Use char-wise width instead of str-width (#12135)

## Summary This PR updates various references in the linter to compute the line-width for summing the width of each `char` in a `str` instead of computing the width of the `str` itself. Refer to #12133 for more details. fixes: #12130 ## Test Plan Add a file with null (`\0`) character which is zero-width. Run this test case on `main` to make sure it panics and switch over to this branch to make sure it doesn't panic now.
2024-07-01 18:56:27 +05:30
parent 37f260b5af
commit 5677614079
5 changed files with 11 additions and 6 deletions
--- a/crates/ruff_linter/resources/test/fixtures/pycodestyle/E501_4.py
+++ b/crates/ruff_linter/resources/test/fixtures/pycodestyle/E501_4.py
--- a/crates/ruff_linter/src/rules/isort/sorting.rs
+++ b/crates/ruff_linter/src/rules/isort/sorting.rs
@@ -3,7 +3,7 @@
 use std::{borrow::Cow, cmp::Ordering, cmp::Reverse};

 use natord;
-use unicode_width::UnicodeWidthStr;
+use unicode_width::UnicodeWidthChar;

 use ruff_python_stdlib::str;

@@ -106,7 +106,11 @@ impl<'a> ModuleKey<'a> {

        let maybe_length = (settings.length_sort
            || (settings.length_sort_straight && style == ImportStyle::Straight))

----------

Copy everything in the commit text from "use ruff_python_stdlib::str;" down to "style == ImportStyle::Straight))", changing "maybe_length" to "line_width".

(Excerpts of location labeling data)
----------

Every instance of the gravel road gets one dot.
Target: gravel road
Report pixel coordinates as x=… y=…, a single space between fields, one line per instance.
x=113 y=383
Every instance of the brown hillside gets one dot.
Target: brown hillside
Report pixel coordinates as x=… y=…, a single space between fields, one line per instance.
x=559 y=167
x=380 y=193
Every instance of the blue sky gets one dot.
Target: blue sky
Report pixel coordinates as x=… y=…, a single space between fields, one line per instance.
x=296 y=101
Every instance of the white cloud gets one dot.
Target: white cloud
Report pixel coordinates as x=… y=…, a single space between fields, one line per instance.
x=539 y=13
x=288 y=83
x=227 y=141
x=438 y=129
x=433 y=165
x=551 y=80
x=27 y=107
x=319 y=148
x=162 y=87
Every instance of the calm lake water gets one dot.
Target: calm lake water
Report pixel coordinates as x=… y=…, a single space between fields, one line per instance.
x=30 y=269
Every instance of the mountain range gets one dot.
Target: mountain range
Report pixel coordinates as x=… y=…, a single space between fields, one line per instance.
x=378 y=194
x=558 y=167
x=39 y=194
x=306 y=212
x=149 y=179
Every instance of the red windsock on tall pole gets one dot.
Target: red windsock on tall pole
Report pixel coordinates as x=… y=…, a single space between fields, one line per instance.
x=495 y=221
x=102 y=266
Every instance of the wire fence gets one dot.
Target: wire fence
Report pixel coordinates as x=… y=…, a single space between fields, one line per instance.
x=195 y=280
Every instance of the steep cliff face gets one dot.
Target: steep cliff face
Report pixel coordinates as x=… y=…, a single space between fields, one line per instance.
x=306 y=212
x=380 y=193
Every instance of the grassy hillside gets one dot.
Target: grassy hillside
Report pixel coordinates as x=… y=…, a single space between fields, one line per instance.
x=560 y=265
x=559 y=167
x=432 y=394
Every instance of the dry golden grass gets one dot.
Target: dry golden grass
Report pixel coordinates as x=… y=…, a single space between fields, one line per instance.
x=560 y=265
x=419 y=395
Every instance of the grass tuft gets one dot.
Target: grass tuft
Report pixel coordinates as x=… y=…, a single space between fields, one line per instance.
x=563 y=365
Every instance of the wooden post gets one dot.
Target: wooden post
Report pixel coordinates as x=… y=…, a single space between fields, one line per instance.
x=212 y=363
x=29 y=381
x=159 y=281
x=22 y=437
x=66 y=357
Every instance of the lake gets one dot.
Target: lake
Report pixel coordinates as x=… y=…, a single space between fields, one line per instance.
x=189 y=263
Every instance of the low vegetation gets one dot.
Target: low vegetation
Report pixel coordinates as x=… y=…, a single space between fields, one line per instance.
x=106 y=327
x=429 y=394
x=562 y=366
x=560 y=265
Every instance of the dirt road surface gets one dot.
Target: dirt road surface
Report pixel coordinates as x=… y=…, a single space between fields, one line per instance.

----------

* Written answer:
use ruff_python_stdlib::str;

@@ -106,7 +106,11 @@ impl<'a> ModuleKey<'a> {

        let line_width = (settings.length_sort
            || (settings.length_sort_straight && style == ImportStyle::Straight))